WHAT YOU HAVE TO DO: Please turn the data below, from the line containing "For the benchmark, provide one point per instance of the finger" through the end of the data, into a JSON list of strings with one string per line, leaving out blank lines. Include only those lines.

RECORD EXCERPTS:
++++

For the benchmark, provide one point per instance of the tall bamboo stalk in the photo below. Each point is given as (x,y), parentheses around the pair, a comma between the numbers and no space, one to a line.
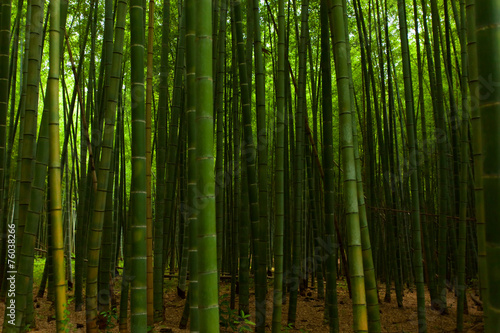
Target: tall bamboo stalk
(487,31)
(55,168)
(356,274)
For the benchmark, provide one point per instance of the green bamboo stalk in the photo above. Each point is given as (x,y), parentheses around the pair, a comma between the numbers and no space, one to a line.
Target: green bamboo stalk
(190,21)
(360,316)
(477,151)
(55,167)
(104,166)
(464,173)
(160,167)
(207,243)
(248,152)
(149,208)
(262,151)
(279,174)
(138,195)
(329,184)
(27,151)
(297,272)
(5,21)
(26,256)
(410,121)
(487,31)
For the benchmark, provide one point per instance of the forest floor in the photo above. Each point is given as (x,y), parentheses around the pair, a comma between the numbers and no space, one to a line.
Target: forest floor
(310,312)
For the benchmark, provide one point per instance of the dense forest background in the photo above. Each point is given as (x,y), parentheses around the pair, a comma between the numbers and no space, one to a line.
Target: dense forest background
(270,147)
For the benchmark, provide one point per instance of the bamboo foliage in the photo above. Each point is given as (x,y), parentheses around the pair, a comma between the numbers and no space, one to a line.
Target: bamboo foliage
(269,201)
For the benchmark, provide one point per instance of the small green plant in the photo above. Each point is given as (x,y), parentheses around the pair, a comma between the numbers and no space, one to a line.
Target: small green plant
(111,317)
(290,327)
(67,321)
(227,316)
(247,324)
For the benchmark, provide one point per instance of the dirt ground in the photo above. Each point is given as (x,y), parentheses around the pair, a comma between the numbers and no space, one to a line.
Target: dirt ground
(310,312)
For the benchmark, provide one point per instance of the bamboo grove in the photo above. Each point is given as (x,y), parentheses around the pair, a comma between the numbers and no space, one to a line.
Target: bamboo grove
(268,146)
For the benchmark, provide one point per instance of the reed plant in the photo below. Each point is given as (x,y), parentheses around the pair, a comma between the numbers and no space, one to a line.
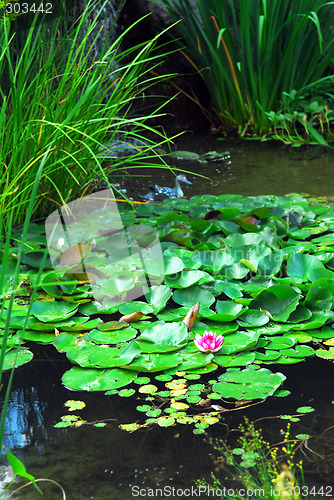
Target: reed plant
(58,94)
(250,54)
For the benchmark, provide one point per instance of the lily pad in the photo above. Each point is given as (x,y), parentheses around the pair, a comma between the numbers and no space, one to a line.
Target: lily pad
(82,379)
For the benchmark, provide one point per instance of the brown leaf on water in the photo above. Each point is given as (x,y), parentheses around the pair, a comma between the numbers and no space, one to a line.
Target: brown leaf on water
(191,316)
(133,317)
(75,254)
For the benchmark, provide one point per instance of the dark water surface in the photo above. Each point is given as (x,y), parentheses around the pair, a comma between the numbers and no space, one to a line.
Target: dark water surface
(105,463)
(254,168)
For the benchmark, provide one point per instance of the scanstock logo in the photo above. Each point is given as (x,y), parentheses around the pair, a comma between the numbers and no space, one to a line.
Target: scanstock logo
(88,242)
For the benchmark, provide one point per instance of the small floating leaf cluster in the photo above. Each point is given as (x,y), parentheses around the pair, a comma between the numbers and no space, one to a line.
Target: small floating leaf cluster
(262,269)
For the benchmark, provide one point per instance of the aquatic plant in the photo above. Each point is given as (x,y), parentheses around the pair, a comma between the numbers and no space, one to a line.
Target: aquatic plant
(264,285)
(252,55)
(48,84)
(258,467)
(12,354)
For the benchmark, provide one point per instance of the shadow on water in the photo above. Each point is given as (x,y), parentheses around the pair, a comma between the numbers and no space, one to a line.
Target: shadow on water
(105,463)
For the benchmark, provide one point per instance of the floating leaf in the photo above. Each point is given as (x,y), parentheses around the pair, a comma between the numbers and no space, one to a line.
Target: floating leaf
(191,316)
(148,389)
(16,358)
(165,421)
(305,409)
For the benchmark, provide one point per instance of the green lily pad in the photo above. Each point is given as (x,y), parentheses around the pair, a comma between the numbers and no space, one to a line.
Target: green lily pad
(17,357)
(190,296)
(240,359)
(158,297)
(113,337)
(279,300)
(163,338)
(248,383)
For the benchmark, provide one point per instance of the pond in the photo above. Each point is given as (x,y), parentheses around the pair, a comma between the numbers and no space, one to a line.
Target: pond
(104,463)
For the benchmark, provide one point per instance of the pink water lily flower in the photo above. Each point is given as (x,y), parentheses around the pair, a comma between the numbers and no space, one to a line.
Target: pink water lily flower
(208,342)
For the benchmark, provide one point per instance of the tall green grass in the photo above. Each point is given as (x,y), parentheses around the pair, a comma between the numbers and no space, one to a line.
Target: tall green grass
(58,94)
(250,53)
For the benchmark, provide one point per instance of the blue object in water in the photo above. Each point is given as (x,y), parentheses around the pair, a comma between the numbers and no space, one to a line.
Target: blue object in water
(161,193)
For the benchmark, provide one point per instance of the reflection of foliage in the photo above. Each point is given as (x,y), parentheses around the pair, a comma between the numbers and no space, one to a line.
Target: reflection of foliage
(254,464)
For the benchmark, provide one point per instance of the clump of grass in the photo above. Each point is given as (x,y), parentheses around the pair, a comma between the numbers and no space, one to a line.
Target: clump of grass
(58,94)
(254,465)
(250,53)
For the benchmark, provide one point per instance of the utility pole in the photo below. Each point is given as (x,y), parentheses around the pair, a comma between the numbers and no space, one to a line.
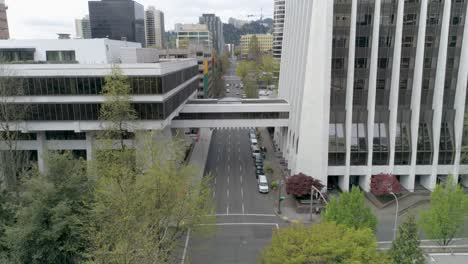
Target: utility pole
(280,198)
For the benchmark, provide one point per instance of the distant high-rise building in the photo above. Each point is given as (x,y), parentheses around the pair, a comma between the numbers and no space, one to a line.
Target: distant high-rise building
(278,24)
(117,19)
(178,27)
(4,33)
(83,27)
(194,35)
(265,43)
(154,27)
(215,26)
(237,22)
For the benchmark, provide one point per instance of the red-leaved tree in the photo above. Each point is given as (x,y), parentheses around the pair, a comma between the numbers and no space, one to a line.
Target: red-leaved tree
(299,184)
(383,184)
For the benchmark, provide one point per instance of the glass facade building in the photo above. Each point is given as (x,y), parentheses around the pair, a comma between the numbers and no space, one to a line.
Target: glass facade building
(118,20)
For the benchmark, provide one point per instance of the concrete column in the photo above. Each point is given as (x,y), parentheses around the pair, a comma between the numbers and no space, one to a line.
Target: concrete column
(416,89)
(350,92)
(438,100)
(460,96)
(41,151)
(89,145)
(312,157)
(395,82)
(372,92)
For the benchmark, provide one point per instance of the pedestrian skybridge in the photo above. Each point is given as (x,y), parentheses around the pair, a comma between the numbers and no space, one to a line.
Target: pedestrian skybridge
(232,113)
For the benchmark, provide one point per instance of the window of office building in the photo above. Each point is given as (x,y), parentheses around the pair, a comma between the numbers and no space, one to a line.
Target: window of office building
(446,143)
(362,42)
(60,55)
(424,155)
(358,144)
(403,138)
(380,141)
(337,139)
(359,149)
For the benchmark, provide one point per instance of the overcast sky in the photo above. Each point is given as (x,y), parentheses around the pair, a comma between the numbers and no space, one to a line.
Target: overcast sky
(45,18)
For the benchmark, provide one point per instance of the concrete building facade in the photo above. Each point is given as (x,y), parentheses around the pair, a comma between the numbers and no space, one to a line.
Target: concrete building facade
(83,28)
(194,35)
(204,58)
(378,85)
(4,31)
(265,43)
(154,28)
(215,26)
(278,25)
(117,20)
(62,98)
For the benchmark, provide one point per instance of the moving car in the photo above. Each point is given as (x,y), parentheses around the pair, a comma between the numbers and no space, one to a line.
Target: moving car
(253,142)
(255,151)
(262,184)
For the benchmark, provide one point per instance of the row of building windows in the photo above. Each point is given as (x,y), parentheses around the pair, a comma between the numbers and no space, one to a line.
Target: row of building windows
(94,85)
(221,116)
(68,112)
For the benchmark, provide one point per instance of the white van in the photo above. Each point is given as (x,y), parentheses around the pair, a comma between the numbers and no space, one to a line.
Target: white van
(262,184)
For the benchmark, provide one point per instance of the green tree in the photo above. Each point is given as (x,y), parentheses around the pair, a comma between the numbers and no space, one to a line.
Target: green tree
(117,111)
(142,212)
(244,68)
(51,225)
(250,88)
(405,248)
(269,68)
(350,209)
(445,218)
(13,161)
(322,243)
(254,50)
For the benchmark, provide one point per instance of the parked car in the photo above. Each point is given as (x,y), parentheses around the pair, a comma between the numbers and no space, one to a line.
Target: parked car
(262,184)
(253,142)
(255,151)
(259,171)
(258,161)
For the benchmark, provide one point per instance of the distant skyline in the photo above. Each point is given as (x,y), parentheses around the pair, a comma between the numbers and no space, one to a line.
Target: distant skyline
(44,19)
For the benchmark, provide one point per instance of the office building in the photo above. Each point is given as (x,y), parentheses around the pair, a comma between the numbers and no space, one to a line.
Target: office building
(205,62)
(117,20)
(237,23)
(215,26)
(83,28)
(154,28)
(381,86)
(265,43)
(61,84)
(4,31)
(278,25)
(194,35)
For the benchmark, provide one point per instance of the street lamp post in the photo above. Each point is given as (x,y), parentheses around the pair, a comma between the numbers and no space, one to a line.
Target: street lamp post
(312,189)
(396,216)
(279,196)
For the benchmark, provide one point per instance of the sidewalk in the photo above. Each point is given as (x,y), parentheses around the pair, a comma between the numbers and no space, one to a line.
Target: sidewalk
(199,154)
(288,205)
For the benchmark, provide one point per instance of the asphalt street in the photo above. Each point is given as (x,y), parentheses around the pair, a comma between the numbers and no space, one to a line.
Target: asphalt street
(244,218)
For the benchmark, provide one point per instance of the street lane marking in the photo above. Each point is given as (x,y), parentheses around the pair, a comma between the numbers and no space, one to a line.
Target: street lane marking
(259,215)
(227,224)
(185,248)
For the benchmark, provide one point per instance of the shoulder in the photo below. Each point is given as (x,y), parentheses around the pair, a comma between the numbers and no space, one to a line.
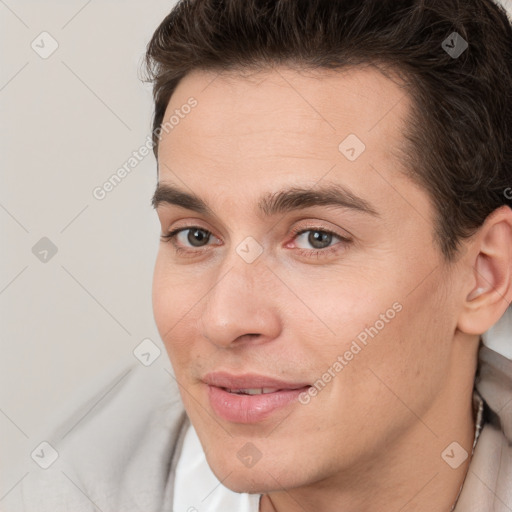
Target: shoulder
(109,448)
(488,482)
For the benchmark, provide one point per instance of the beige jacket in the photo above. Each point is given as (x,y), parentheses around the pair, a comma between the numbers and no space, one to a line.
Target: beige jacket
(118,446)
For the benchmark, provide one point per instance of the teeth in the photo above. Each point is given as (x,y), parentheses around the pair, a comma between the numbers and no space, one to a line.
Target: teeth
(253,391)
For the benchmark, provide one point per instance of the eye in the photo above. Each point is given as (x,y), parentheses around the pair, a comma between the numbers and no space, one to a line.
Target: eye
(197,237)
(320,239)
(193,240)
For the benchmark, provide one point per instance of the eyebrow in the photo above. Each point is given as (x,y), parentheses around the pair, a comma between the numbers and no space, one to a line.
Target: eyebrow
(273,203)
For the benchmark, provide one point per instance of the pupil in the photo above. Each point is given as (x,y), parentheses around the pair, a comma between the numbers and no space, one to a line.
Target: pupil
(197,235)
(318,236)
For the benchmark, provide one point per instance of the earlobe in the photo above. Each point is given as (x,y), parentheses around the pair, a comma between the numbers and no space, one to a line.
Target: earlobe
(491,274)
(475,293)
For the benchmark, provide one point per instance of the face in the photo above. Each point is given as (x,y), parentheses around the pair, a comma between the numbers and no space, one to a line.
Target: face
(302,292)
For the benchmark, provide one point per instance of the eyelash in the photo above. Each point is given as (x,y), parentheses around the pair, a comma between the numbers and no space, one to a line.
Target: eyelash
(171,236)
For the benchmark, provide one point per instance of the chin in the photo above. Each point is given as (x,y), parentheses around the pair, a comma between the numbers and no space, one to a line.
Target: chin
(262,477)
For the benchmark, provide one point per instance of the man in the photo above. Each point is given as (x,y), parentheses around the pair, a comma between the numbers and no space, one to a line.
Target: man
(334,198)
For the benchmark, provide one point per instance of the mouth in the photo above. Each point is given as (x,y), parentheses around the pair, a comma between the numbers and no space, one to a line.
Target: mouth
(250,398)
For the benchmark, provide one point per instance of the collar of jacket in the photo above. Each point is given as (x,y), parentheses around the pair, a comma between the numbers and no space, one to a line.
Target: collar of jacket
(488,484)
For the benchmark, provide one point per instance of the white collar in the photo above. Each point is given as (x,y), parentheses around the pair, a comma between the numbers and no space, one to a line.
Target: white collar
(197,489)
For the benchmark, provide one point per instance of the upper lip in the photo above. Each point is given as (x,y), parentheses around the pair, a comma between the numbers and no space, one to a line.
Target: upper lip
(248,381)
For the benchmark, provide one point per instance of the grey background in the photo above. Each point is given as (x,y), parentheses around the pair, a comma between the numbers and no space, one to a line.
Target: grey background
(68,123)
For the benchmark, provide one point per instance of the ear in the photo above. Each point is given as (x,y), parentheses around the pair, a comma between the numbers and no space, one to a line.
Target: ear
(489,289)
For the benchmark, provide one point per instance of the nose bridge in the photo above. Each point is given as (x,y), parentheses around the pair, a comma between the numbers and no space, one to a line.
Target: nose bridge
(239,302)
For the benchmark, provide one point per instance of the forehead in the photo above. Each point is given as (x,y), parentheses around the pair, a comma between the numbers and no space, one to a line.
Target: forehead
(284,112)
(280,127)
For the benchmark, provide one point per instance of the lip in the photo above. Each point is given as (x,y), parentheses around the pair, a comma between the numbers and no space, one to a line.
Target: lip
(250,408)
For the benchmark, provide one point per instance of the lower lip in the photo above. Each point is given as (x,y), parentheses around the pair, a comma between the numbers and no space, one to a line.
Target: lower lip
(250,408)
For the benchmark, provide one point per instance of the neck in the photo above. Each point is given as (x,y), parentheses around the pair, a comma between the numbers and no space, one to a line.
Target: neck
(409,474)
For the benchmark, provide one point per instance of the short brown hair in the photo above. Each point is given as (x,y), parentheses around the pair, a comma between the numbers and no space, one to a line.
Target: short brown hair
(459,132)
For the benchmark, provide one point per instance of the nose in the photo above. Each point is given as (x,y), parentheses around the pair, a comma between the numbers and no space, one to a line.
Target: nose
(242,306)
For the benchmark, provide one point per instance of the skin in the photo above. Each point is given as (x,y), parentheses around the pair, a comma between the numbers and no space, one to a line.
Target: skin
(375,434)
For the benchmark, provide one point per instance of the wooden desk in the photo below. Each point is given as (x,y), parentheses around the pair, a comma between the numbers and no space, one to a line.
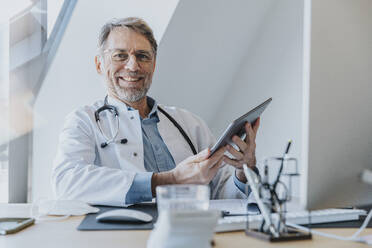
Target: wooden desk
(64,234)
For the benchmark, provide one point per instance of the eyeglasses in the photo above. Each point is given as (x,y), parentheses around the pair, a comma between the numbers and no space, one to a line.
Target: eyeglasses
(122,56)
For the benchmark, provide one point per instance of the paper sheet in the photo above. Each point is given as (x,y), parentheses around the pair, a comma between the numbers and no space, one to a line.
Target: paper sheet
(233,206)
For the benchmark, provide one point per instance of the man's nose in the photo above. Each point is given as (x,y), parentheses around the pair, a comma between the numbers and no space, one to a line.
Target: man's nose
(132,64)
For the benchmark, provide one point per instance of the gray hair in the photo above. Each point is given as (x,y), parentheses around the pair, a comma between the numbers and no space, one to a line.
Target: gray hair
(134,23)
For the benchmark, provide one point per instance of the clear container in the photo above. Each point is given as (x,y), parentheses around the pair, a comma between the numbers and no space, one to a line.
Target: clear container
(182,197)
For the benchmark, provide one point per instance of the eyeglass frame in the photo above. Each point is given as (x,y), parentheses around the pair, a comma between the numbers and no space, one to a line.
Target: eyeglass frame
(124,60)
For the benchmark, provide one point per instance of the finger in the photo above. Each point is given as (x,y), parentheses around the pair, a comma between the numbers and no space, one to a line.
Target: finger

++++

PROBLEM SOLUTION:
[
  "For the benchmark, provide one point per instance of the finger in the photo above. Each point is given as (x,y), parentheses around the pair, a comma between the numbers and no space, one to a line.",
  "Target: finger"
]